### Entries shown
-- begin --

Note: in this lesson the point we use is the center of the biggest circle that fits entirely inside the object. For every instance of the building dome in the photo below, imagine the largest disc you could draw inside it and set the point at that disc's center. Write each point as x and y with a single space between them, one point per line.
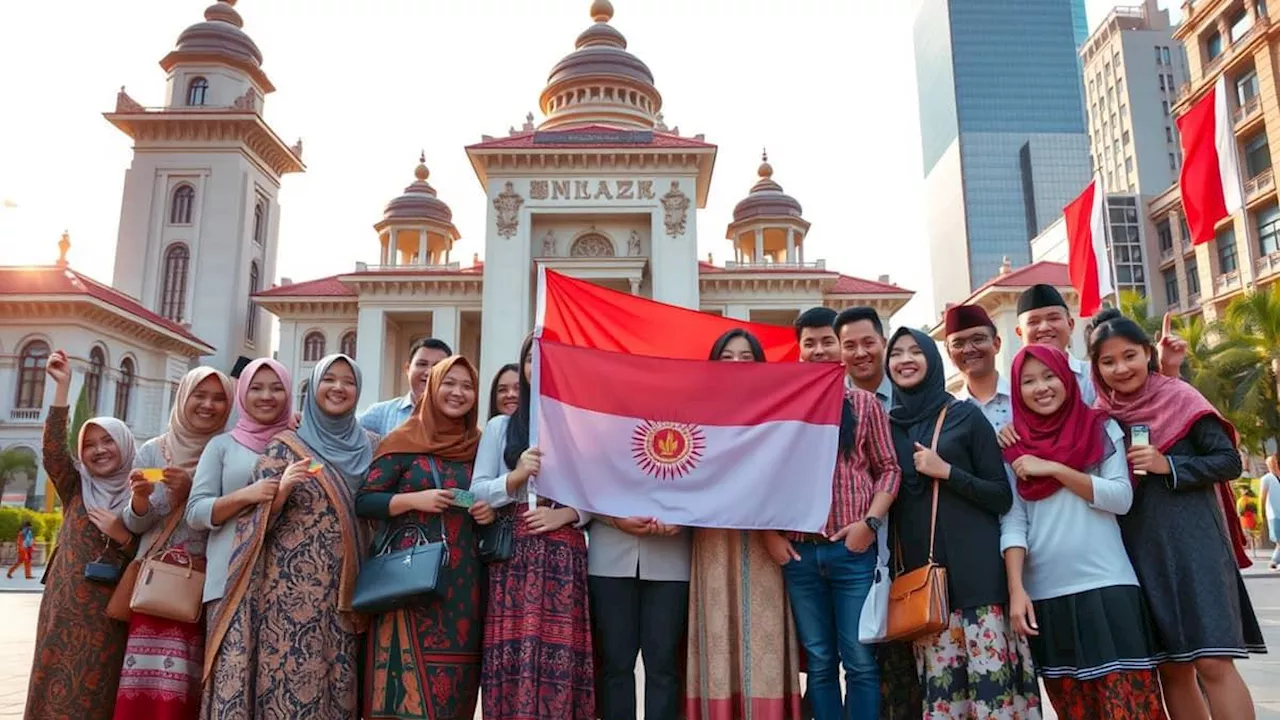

-- end --
-- begin --

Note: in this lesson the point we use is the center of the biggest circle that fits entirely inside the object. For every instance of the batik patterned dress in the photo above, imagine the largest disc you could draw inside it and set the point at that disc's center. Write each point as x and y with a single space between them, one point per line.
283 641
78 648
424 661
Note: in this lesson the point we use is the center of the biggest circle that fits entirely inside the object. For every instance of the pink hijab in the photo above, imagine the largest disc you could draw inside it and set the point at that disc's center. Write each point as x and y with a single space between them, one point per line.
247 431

-- end --

### What to do
Tally the lines in the entries above that contain the word "imagine", and give only the resulting number.

### The completed task
3